TEXT EXCERPT:
So, help this non-academic sort figure out what the case is. I have a few ideas, one of which I don't like ...

Were there different editions that changed words around? It's not a case of translation, of course. Did Melville re-edit his own work? Are there different drafts floating around? Or (as I fear) did certain later "editors" try to make things better (thereby making them worse)?

My edition (heavily underlined and noted, so I hesitate to change at this late date in my Life) is an old (1950s) thing from the Great Books of the Western World (Encyclopaedia Brittanica and University of Chicago), which I've noticed on a few other works, they've taken a few words out here and there to protect the innocence of 1950s America (I guess).

Anybody have any knowledge of this?

Thanks,

Douglas

"In the end, only kindness matters."

10marietherese
Ago 8, 2006, 9:18 pm

Douglas, I'm not certain about the particular text in the GBWW volume (although I do own one of those from the same era-unfortunately in storage at the moment), but the very first edition of Moby Dick, published in London in 1851 was actually expurgated (for potentially offensive political and "moral" content). The American edition, published just a month later in the same year (November 1851) by Harper and Brothers in New York contains the text Melville originally submitted. I'm not a Melville scholar, so he may well have made further revisions to the text later, but I haven't seen mention of this anywhere.

I'm thinking about buying a copy of the Norton Critical Edition. This is such a dense novel and Melville filled it with so much specialized information re sailing and whaling, that an annotated edition almost seems like a necessity. Has anyone else read the Norton edition? Any opinions, yea or nay, on it?

11Stbalbach
Ago 10, 2006, 10:17 pm

Yes, I read the Norton Critical Edition and recommend it. The footnotes are well done, not too many but enough to be helpful. Plus all the additional material really makes it worthwhile.

12marietherese
Ago 11, 2006, 3:24 am

Thanks for the input, Stbalbach. Based on your description, the Norton edition sounds like exactly what I'm looking for and a must buy.

13marietherese
Ago 11, 2006, 3:27 am

Esta mensagem foi removida pelo seu autor.

14A_musing
Editado: Ago 12, 2006, 11:24 am

One of my favorite parts is Pip in the Ocean (in the Chapter "The Castaway"):

"The sea had jeeringly kept his finite body up, but drowned the infinite of his soul. Not drowned entirely, though. Rather carried down alive to wonderous depths, where strange shapes of the unwarped primal world glided to and for before his passive eyes; and the miserman, Wisdom, revealed his hoarded heaps; and among the joyous, heartless, ever-juvenile eternities, Pip saw the multitudinous, God-omnipresent, coral insects, that outof the firmament of waters heaved the colossal orbs. He saw God's foot upon the treadle of the loom, and spoke it; and therefor his shipmates called him mad. So man's insanity is heaven's sense, and wandering from all mortal reason, man comes at last to that celestial thought, which, to reason, is absurd and frantic; and weal or woe, feels then uncompromised, indifferent as his God."

And there, in a simple metaphor of a man alone in the wide sea, you have religion and philosphy, reason and faith, explained in perfect contractiction. I find the small and meek Pip and the mighty and blustery Ahab to be perfect foils.

GIVEN PROBLEM A: Locate each line of the listing that contains the string "mask", treating uppercase and lowercase as different, and copy those lines.

Dataset entries
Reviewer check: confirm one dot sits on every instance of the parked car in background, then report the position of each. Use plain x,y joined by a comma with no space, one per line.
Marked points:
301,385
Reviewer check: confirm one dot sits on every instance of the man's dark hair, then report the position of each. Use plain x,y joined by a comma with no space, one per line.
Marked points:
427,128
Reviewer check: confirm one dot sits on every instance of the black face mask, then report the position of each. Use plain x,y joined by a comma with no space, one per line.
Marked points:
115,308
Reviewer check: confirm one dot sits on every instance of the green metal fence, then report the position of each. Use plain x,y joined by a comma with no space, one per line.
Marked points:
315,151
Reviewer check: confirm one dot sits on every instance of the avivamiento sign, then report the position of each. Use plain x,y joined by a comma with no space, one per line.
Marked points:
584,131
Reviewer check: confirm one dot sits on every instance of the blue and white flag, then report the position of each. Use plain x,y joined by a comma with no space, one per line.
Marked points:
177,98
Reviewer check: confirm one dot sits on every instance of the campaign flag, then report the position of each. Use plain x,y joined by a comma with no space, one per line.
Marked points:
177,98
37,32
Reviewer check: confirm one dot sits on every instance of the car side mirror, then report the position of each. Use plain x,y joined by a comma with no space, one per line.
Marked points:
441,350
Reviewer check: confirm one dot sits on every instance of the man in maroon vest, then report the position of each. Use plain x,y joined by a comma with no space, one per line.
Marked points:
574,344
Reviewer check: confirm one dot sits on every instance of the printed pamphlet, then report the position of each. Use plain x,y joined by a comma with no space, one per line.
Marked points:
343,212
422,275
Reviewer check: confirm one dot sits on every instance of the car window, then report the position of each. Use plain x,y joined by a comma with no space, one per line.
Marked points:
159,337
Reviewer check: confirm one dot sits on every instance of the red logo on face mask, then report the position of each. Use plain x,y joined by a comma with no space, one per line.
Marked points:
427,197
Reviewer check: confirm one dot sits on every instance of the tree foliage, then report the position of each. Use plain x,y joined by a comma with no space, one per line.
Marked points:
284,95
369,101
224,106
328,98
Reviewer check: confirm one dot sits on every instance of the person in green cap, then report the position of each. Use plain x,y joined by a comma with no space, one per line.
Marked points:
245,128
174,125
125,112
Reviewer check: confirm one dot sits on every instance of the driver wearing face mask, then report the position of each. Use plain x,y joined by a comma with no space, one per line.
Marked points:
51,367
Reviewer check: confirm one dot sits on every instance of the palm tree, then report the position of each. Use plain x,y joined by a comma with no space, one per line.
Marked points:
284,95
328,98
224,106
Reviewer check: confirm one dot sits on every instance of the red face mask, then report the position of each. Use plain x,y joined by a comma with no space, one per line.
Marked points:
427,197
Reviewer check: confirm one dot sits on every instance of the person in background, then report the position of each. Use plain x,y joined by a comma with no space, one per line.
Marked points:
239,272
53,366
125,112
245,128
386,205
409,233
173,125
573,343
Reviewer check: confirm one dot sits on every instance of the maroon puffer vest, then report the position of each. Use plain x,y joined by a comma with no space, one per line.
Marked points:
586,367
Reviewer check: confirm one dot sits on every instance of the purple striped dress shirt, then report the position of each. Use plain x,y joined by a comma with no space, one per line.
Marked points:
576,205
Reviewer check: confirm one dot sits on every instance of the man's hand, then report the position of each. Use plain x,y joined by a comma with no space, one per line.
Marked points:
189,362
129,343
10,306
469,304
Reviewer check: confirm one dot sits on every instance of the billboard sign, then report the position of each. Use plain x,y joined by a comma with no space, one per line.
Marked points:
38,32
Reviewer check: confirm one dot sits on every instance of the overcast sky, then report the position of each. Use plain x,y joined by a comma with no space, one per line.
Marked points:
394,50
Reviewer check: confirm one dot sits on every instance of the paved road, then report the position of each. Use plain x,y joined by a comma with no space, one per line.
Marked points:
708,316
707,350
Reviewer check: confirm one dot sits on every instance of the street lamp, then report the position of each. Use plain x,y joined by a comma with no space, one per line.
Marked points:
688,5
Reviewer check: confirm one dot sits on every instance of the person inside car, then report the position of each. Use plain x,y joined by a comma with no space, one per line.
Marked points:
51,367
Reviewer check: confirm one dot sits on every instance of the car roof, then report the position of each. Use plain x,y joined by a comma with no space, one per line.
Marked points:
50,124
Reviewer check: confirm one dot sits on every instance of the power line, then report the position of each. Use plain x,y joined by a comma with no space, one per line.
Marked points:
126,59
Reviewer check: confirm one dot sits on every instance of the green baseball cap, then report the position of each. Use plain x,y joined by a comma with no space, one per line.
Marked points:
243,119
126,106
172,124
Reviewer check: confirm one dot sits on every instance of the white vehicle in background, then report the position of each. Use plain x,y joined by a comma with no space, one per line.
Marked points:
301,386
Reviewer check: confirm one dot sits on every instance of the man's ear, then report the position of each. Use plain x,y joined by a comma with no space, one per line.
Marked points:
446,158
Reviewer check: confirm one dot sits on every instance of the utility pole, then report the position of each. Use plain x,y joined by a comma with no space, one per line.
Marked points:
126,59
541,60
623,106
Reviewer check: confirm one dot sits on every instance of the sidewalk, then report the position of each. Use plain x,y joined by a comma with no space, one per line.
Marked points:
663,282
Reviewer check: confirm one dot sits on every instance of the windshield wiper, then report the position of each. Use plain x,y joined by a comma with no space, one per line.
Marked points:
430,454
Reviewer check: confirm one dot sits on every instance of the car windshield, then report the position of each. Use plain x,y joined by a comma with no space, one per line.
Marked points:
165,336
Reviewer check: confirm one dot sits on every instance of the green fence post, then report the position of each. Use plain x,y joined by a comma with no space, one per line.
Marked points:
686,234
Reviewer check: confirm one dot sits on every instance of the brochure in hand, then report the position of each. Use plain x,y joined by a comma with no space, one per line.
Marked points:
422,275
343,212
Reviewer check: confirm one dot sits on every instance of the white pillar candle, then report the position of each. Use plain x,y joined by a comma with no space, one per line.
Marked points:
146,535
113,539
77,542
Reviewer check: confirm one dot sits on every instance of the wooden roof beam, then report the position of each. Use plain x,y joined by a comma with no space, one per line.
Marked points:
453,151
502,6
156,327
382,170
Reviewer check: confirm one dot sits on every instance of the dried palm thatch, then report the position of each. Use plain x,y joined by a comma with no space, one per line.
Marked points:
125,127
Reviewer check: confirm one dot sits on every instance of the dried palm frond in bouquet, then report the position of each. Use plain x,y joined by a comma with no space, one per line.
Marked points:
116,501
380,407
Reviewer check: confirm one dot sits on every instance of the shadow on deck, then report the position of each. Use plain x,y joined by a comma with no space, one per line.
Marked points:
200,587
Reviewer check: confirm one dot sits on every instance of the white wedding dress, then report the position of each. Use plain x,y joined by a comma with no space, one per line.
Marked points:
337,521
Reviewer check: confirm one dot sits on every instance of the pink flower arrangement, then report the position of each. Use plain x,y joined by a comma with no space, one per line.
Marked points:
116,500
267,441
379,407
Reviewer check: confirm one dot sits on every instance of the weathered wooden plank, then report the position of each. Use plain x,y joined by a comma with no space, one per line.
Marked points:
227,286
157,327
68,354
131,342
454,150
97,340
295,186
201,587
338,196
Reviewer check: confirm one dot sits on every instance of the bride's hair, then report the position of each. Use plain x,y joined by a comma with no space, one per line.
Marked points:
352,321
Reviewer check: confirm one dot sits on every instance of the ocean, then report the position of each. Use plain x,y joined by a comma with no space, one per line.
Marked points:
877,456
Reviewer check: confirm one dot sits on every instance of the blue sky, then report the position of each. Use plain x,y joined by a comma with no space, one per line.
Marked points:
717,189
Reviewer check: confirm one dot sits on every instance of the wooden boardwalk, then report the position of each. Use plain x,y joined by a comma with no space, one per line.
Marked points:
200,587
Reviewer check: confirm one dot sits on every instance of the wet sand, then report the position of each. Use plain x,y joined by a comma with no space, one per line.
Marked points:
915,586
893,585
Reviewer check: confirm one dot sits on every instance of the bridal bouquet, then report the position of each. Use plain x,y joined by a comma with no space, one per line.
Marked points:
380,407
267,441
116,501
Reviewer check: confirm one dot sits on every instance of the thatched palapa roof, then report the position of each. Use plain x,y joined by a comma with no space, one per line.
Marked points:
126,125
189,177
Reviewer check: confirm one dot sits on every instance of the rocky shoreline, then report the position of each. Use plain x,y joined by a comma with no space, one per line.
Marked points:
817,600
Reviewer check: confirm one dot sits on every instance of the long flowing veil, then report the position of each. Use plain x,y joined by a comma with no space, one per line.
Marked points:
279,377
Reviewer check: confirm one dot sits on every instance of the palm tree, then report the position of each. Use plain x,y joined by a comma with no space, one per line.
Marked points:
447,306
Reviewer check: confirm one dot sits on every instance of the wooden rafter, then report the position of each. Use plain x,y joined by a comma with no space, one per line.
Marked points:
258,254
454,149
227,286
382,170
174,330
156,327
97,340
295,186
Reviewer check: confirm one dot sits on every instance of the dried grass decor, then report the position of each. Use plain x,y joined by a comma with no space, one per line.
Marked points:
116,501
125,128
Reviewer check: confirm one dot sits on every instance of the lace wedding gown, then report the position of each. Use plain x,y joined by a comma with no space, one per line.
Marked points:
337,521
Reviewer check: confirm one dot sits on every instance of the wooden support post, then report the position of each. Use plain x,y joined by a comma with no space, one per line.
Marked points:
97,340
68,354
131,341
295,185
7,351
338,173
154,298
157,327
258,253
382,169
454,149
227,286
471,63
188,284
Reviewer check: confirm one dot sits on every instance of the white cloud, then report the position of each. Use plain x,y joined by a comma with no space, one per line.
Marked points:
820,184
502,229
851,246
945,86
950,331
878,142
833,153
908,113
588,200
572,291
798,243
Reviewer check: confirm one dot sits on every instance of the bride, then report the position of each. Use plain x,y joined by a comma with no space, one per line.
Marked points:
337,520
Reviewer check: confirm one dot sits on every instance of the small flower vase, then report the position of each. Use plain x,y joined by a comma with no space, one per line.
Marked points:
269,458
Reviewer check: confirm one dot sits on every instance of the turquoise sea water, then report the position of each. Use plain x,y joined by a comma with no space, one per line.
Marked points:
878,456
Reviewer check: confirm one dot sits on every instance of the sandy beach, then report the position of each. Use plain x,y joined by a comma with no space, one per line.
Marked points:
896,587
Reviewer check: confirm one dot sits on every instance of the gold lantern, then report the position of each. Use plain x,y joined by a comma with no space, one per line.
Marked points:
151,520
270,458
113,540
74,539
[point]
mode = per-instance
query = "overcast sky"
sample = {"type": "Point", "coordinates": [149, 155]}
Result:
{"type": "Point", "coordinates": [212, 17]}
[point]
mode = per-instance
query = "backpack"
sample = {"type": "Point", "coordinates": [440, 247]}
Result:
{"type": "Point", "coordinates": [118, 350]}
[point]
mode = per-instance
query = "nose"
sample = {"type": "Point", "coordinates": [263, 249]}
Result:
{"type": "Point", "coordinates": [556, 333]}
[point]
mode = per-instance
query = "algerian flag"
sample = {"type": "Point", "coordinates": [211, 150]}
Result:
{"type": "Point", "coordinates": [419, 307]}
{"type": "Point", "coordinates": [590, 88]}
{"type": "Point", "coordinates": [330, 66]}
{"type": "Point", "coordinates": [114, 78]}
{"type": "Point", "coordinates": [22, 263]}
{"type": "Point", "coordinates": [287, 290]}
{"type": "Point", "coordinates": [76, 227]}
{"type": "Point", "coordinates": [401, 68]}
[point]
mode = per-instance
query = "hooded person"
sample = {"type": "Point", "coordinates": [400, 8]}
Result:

GIVEN PROBLEM B: Print the part of the Moby Dick discussion that opens with the words containing "Thanks for the" and closes with "pelo seu autor.", copying it word for word.

CORRECT RESPONSE A:
Reviewer check: confirm one dot sits on every instance of the black face mask, then report the position of each. Use plain x,y joined by a comma with no space, one per line.
Reviewer check: confirm one dot sits on every instance of the red logo on face mask, then report the position of each. Use plain x,y joined by a comma with no space, one per line.
Reviewer check: confirm one dot sits on every instance of the driver wearing face mask, then report the position of each. Use plain x,y joined by a comma with no space, one per line.
Reviewer check: confirm one dot sits on every instance of the red face mask, then report the position of each. Use plain x,y joined by a comma with no space, one per line.

CORRECT RESPONSE B:
Thanks for the input, Stbalbach. Based on your description, the Norton edition sounds like exactly what I'm looking for and a must buy.

13marietherese
Ago 11, 2006, 3:27 am

Esta mensagem foi removida pelo seu autor.